Would you output the entries below only from the line containing "Could you point to the white overcast" through the line containing "Could you point to the snow-covered ground", exactly as they stand and with both ends included?

Task material:

=-=-=-=-=

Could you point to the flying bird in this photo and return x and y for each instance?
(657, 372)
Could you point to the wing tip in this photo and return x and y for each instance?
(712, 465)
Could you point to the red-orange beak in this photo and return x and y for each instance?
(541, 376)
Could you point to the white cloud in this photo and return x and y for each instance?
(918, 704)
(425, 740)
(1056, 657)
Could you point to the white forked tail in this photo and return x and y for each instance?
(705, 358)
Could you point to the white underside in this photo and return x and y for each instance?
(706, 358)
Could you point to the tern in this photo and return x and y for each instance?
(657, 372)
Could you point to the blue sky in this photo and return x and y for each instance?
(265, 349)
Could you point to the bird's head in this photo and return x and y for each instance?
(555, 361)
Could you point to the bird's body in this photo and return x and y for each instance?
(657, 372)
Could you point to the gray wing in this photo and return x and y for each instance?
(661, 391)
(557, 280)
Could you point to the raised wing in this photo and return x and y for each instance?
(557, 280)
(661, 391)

=-=-=-=-=

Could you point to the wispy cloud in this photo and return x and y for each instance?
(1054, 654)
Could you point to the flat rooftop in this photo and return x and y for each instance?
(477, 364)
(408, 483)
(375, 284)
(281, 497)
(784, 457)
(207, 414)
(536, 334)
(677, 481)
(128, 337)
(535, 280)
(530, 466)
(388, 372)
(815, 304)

=-=-=-=-=

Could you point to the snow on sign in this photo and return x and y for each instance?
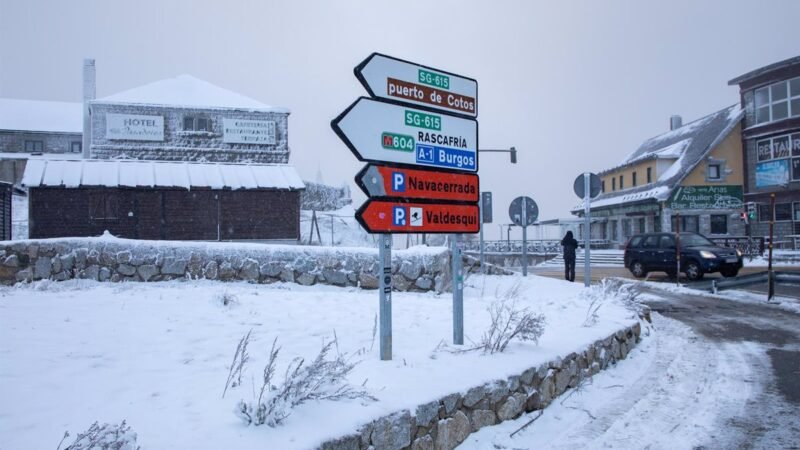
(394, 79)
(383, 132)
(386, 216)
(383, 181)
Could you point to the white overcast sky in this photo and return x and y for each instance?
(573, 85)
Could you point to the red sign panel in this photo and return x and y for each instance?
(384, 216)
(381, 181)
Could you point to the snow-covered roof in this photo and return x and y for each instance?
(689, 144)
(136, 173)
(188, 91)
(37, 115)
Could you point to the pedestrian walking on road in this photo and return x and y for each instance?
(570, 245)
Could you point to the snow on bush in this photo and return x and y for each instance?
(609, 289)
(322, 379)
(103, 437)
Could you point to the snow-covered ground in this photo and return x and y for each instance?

=-=-=-=-=

Written solution:
Could you point to the white overcast sky in this photo and return x and y for each instance?
(573, 85)
Could you point to the red sign panel in this photo and return x and y for each instance?
(384, 216)
(381, 181)
Could you point to the snow-covered roof in this photo and return x and y for each instance?
(689, 144)
(136, 173)
(188, 91)
(37, 115)
Could you point to the pedestrian walking on road in this photo and return x and y for each instance?
(570, 245)
Could you point to the snow on bush in this photo and return x and y for each instance?
(609, 289)
(322, 379)
(103, 437)
Could you point to the snow-covered ground in this photo and return x and y for each instance?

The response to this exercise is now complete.